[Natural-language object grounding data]
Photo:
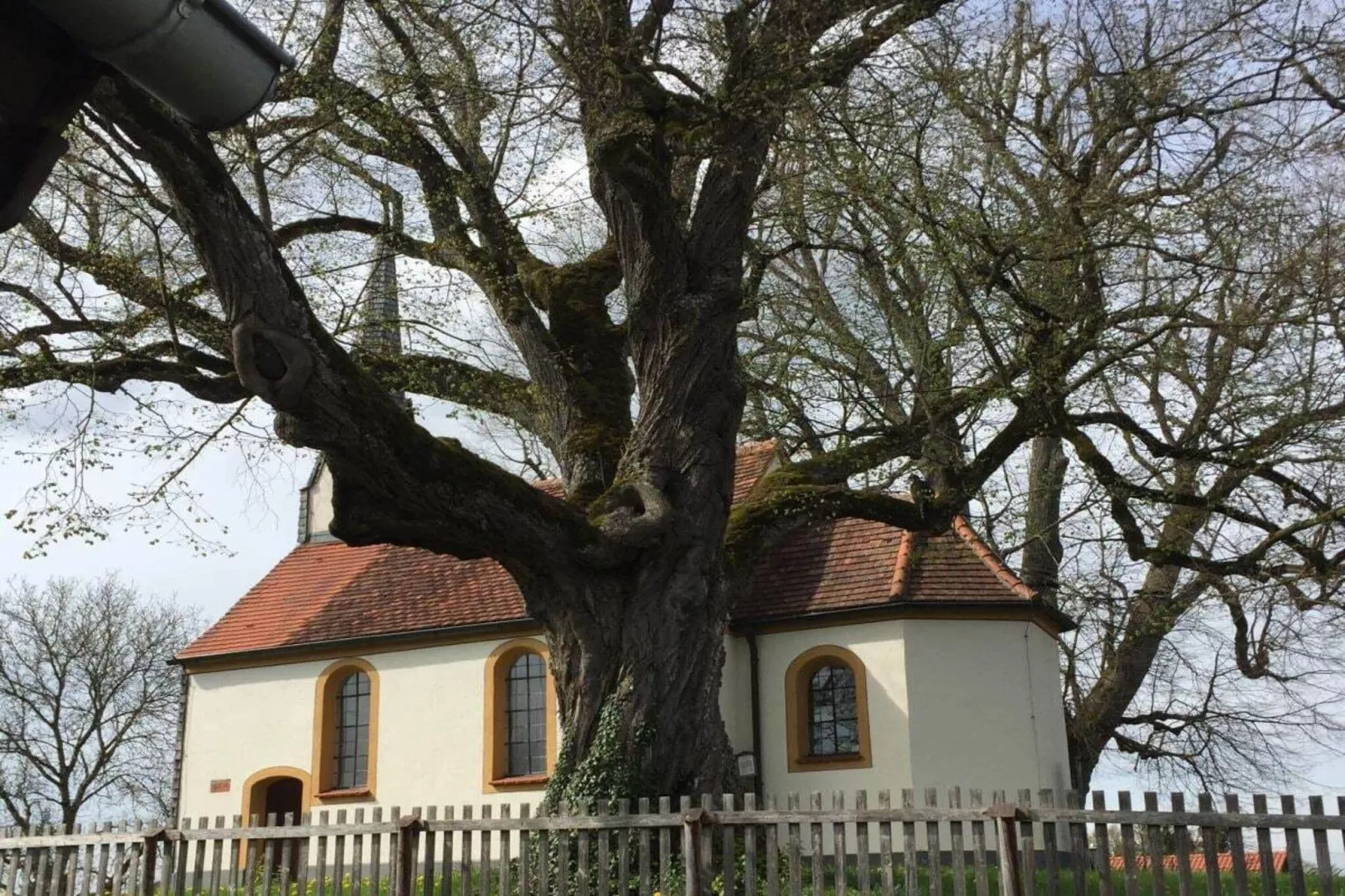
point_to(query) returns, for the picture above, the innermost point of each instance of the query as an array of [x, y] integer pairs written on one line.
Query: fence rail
[[724, 845]]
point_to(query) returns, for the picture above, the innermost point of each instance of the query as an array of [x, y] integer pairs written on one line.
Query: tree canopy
[[1072, 270]]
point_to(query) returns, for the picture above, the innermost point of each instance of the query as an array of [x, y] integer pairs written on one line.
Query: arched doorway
[[270, 796]]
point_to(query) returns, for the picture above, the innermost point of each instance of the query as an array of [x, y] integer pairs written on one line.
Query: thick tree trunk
[[638, 667]]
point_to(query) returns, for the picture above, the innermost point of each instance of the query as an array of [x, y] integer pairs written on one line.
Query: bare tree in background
[[1099, 250], [88, 703]]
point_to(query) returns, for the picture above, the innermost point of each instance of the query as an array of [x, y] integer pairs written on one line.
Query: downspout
[[755, 677], [175, 810]]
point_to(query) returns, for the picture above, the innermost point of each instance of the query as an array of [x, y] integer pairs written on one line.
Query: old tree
[[1014, 259]]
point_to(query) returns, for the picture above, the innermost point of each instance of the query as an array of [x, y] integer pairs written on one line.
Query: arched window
[[525, 716], [350, 763], [519, 742], [346, 732], [832, 712], [826, 711]]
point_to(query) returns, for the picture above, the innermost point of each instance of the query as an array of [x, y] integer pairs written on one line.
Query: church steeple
[[379, 332], [379, 311]]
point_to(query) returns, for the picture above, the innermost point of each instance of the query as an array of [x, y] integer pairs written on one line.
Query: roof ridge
[[242, 605], [1007, 578]]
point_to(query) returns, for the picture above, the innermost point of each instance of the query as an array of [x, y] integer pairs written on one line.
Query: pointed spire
[[379, 315], [379, 310]]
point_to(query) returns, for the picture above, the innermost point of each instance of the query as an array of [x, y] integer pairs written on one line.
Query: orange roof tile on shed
[[1278, 862], [324, 592]]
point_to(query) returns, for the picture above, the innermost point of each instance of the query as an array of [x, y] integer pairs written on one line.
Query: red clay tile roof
[[848, 564], [327, 591], [1278, 862]]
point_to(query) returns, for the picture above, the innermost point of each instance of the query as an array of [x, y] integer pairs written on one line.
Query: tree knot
[[272, 365], [634, 514]]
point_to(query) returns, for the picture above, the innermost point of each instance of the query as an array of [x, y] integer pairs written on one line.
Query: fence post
[[692, 849], [408, 841], [148, 857], [1007, 831]]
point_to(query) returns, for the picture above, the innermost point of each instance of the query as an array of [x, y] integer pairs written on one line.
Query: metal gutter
[[201, 57]]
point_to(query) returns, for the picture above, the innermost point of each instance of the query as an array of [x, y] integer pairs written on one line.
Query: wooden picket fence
[[728, 847]]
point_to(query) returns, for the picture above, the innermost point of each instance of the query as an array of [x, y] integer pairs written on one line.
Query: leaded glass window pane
[[832, 712], [525, 716], [353, 711]]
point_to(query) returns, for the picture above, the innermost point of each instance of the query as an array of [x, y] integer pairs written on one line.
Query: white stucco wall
[[966, 703], [430, 729], [321, 502], [985, 707]]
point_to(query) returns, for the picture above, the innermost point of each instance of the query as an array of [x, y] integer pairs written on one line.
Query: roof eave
[[1038, 608]]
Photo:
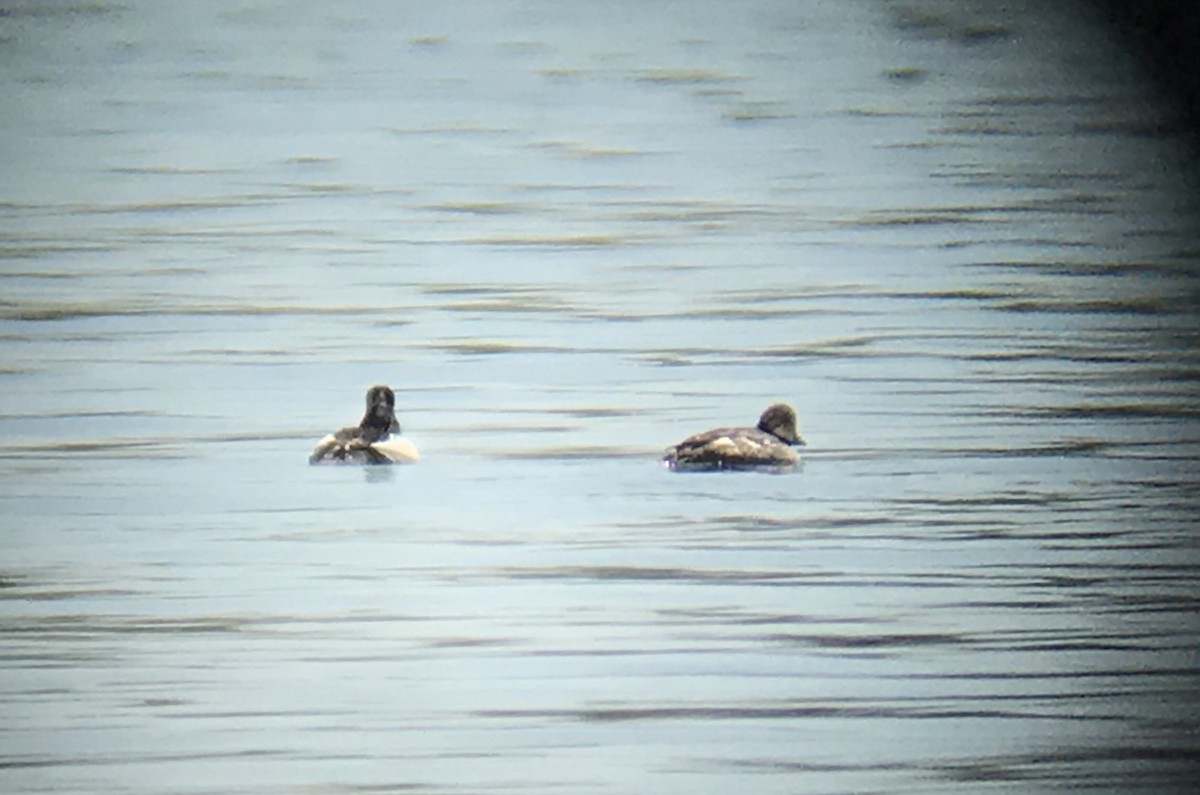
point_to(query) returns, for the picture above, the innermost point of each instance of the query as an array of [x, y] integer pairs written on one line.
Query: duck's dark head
[[381, 416], [779, 420]]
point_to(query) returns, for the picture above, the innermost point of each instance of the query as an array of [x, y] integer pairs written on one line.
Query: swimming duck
[[768, 446], [370, 441]]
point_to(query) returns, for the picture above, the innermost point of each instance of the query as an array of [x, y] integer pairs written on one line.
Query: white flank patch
[[397, 450]]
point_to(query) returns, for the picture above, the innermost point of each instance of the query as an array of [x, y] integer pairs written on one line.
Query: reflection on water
[[957, 238]]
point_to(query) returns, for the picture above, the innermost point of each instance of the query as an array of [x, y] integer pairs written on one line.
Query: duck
[[768, 446], [371, 441]]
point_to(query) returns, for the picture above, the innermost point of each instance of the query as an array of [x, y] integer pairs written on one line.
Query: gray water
[[959, 239]]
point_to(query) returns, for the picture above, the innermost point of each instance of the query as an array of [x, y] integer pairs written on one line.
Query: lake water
[[960, 240]]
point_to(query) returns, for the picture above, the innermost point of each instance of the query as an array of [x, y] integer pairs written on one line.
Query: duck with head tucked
[[371, 441], [766, 447]]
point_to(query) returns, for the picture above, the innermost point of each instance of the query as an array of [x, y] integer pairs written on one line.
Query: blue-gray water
[[961, 241]]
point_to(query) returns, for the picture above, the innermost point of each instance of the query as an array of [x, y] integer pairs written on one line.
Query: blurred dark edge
[[1165, 35]]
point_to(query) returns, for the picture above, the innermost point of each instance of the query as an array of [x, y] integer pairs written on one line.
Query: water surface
[[959, 241]]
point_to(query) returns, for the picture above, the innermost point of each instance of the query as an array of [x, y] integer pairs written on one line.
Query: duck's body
[[371, 441], [767, 446]]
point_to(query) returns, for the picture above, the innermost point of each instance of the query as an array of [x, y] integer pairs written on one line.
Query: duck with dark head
[[371, 441], [767, 446]]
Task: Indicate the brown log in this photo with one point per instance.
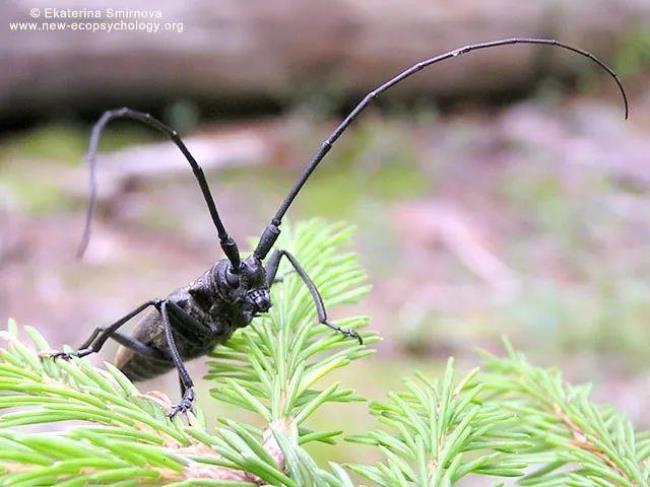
(277, 50)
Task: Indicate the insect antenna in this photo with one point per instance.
(227, 243)
(272, 231)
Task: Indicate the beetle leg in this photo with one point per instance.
(271, 271)
(98, 337)
(186, 381)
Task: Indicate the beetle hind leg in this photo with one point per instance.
(100, 335)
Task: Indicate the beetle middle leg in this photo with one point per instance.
(100, 335)
(271, 271)
(187, 386)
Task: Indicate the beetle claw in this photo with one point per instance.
(185, 405)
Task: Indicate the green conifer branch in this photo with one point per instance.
(511, 420)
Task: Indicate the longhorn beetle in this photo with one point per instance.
(195, 318)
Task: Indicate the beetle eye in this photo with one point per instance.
(233, 279)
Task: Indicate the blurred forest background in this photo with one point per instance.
(500, 193)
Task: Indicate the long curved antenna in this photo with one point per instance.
(227, 243)
(272, 230)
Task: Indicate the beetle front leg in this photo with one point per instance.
(271, 271)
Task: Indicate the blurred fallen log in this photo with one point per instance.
(430, 222)
(118, 170)
(278, 51)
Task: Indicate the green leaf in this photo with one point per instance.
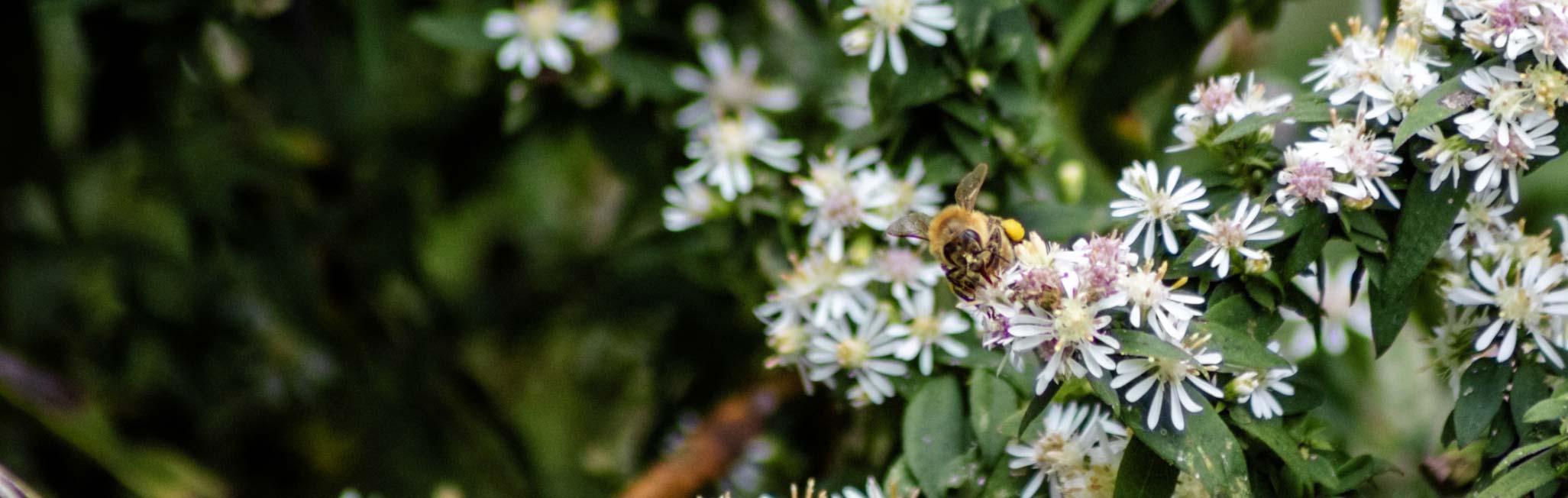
(1274, 436)
(1424, 225)
(1146, 345)
(1206, 448)
(1521, 480)
(1240, 350)
(458, 32)
(1529, 389)
(1548, 409)
(990, 403)
(1145, 474)
(1528, 451)
(1481, 396)
(1431, 108)
(1307, 110)
(933, 432)
(1037, 406)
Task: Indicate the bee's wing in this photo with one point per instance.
(969, 187)
(913, 225)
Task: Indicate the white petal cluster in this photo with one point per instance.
(1078, 445)
(884, 21)
(537, 35)
(1220, 102)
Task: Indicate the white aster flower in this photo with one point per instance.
(1479, 225)
(1230, 235)
(908, 273)
(1305, 179)
(1165, 309)
(1507, 104)
(1531, 138)
(1253, 389)
(1072, 439)
(872, 490)
(723, 149)
(929, 328)
(1502, 25)
(1350, 147)
(729, 86)
(1169, 378)
(535, 34)
(1447, 154)
(884, 19)
(1523, 296)
(1072, 337)
(690, 204)
(1156, 205)
(841, 196)
(860, 353)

§ What is needed:
The data must come back word for word, with every picture removed.

§ Result below:
Photo:
point_to(query) returns, for the picture above, the innermost point of each instance of the query as an array of [x, y] integer pairs written on one line.
Query: fence rail
[[724, 845]]
point_to(query) returns, for the picture above, the innermost point of each instance of the query as an array of [x, y] integer pairs written on one line.
Query: tree canopy
[[1072, 270]]
point_to(query) returns, for the picture above, the innermost point of each instance of the query as an array of [x, y] integer pairs written on one line.
Query: arched doorway
[[270, 796]]
point_to(query) returns, for the picture above, the innermost point of each instance of the query as an array of [x, y] integer pairs written on one line.
Query: thick tree trunk
[[638, 667]]
point_to(query) returns, for the picture above, the innermost point of each instance of the query as an array of [x, y] integer pairs written on one line.
Query: bare tree in background
[[1099, 250], [88, 703]]
point_to(query) returns, for the picture above, the innermost point of each instance of the query as an array of [x, y] integer pairs written on one line.
Query: downspout
[[755, 677], [175, 810]]
point_to(query) returns, for the picture above, the innermost point of each instance of the query as an array of [x, y] integer pairs written on one line.
Query: old tree
[[1014, 259]]
point_to(query) returns, for the picture above, the innermost point of each instance of the query as an array of [x, y] integer pairs written on one line.
Query: arched window
[[525, 716], [350, 763], [519, 742], [346, 732], [832, 712], [826, 711]]
point_to(query) returns, for the picture above, the innermost point of each instance of the query as an array of [x, y] integer pairs written on one line.
Query: church steeple
[[379, 332], [379, 311]]
point_to(query) returns, for the picture above, the innermost point of each instance of the query as an array of [x, y] integer pairs written on one line.
Query: roof ridge
[[242, 605], [1007, 578]]
point_to(query) returns, for the picture above, the innermost point of each instance of the query as an array of [x, y] integer pairs written on one line.
Query: pointed spire
[[379, 315], [379, 310]]
point_to(query) returns, for the picture above, the innermost point of each instance of the query as an array of [x, y] integer pairs written on one line.
Query: orange roof tile on shed
[[1278, 862], [324, 592]]
point_to(query) returns, for the picture above, the innermost point of each instance of the query as an array of [x, y] integer pairs written on one line.
Query: red clay tile roof
[[848, 564], [327, 591], [1278, 862]]
point_to(query) returns, for the picture above, the innermost point of each instance of the query as an array of [x, y] integer pairs written on one line.
Query: tree knot
[[272, 365], [634, 514]]
point_to(query) returns, for the picture above, the innermost point of each instance of the query as an array of [x, y] integer pairs written on one line.
Query: fence post
[[692, 849], [408, 841], [148, 857], [1007, 831]]
point_to(query) returns, for the picture above, the innermost point of each instance of the query as an array of [x, y] integer pairs written on one line.
Query: metal gutter
[[201, 57]]
point_to(query) returns, for the picture above, the innermost point of each instance of the query as an array of [x, y] integer pairs written on one line.
Query: wooden picket fence
[[728, 847]]
point_to(query) returns, for the picture above, the innermost point of each instance of the query as an array of [x, y] integer pairs written on one line.
Query: leaded glass window pane
[[832, 712], [525, 716], [353, 711]]
point_to(query) returns, for the picture above, the innermost point of each instance of the query as an array of [x, y] integer pairs written on one line.
Query: white stucco wall
[[966, 703], [430, 729], [321, 502], [985, 707]]
point_to(query) returns, for the picture above, the innermost point of each instance of the query as an array of [x, y] integer pairs written on one line.
Query: roof eave
[[1038, 608]]
Photo:
point_to(query) returns, for the picture above, the innermost point of each instance of the query as an array of [x, y] integer pairs written on one line.
Query: duck's dark head
[[381, 416], [779, 420]]
point_to(query) returns, for the picture above, the innermost point of each instance of the query as an array of [x, y] integer pairs written on one line.
Query: swimming duck
[[768, 446], [370, 441]]
point_to(query) returns, for the picture above, the innermost point of each instance of the query as an array of [x, y] integer pairs written on one line.
Query: white flank patch
[[397, 450]]
point_to(query) returns, for the picture above, the innermost point of each instance of the query as an array of [x, y] integer pairs written on one line.
Query: reflection on water
[[957, 238]]
point_to(query) returns, for the picture above, the innermost point of each instance of the query as an array of [x, y] integer pairs written on one line.
Query: duck
[[768, 446], [371, 441]]
point_to(query) returns, for the picture above, the innermost point of each instance of the query as an array of [x, y] integer pairs written on one line.
Query: gray water
[[959, 239]]
point_to(query) returns, for the picture above, the innermost point of each instance of the query as an array of [x, y] integer pairs written on one line.
Query: lake water
[[960, 240]]
point_to(query) returns, for the picture above, the innermost point of each instance of the query as an array of [x, y] integer pairs written on one line.
Query: duck with head tucked
[[371, 441], [766, 447]]
point_to(query) returns, for the picture above, the innermost point of each instance of the query as an array of [x, y] integer pairs written on one line.
Query: blue-gray water
[[961, 241]]
point_to(query) returns, for the picture above, the innermost point of each instance of the query as an array of [x, y] integer pairs written on one line.
Query: blurred dark edge
[[1165, 35]]
point_to(query) returns, for the picture above, the innermost point of each instance of the query as an array of [x, y] integer pairs written on one line.
Query: water surface
[[959, 241]]
point_to(query) returns, for the picture above, the innermost point of each instance of the query as an array of [x, y] integer pairs written on one line.
Query: duck's body
[[371, 441], [767, 446]]
point_to(query) returns, for the picture above, the innermost point of each instance of the query as an array of [x, y] integer pairs written on one line.
Query: duck with dark head
[[371, 441], [767, 446]]
Task: Indicate the brown log in this photo with one point per instance.
(277, 50)
Task: Indicate the insect antenna in this photo with one point per instance.
(227, 243)
(272, 231)
Task: Indicate the beetle leg in this photo with one point per instance.
(271, 271)
(98, 337)
(186, 381)
Task: Indicate the beetle hind leg in this photo with one point per instance.
(100, 335)
Task: Indicate the beetle middle leg in this photo with one point per instance.
(100, 335)
(271, 271)
(187, 386)
Task: Indicate the beetle claw in this photo with one point per instance.
(185, 405)
Task: Indicate the green conifer branch in this photo with one point per instance.
(511, 420)
Task: Indicate the longhorn beetle in this photo with one point per instance.
(195, 318)
Task: Indicate the beetle eye in this photo with one point per instance.
(233, 279)
Task: Indicate the blurred forest background in this photo with one point per instance.
(500, 193)
Task: Indicate the long curved antenna in this photo with one point per instance.
(227, 243)
(272, 230)
Task: Indicate the beetle front leg in this photo with one point per instance.
(271, 271)
Task: Indicate the blurred fallen log in this photo with one point per instance.
(430, 222)
(118, 170)
(278, 51)
Task: Indicate the green leaf in this photo with one point per instance.
(1274, 436)
(1424, 225)
(1146, 345)
(1206, 448)
(1521, 480)
(1240, 350)
(458, 32)
(1529, 389)
(1548, 409)
(990, 403)
(1145, 474)
(1528, 451)
(1481, 396)
(1431, 108)
(1307, 110)
(933, 432)
(1037, 406)
Task: Indicate the bee's wing in this photo with one point per instance.
(969, 187)
(913, 225)
Task: Indicate the white petal cluster in this photo with one point per instance.
(1078, 445)
(884, 21)
(537, 35)
(1220, 102)
Task: Indicate the white aster flower in this photo with one point per instance.
(1479, 225)
(1230, 235)
(908, 273)
(1305, 179)
(1165, 309)
(1507, 104)
(1531, 138)
(1253, 389)
(1072, 439)
(872, 490)
(723, 149)
(929, 328)
(1502, 25)
(1350, 147)
(729, 86)
(1169, 378)
(535, 34)
(1447, 154)
(884, 19)
(1523, 296)
(1072, 337)
(690, 204)
(1156, 205)
(841, 196)
(860, 353)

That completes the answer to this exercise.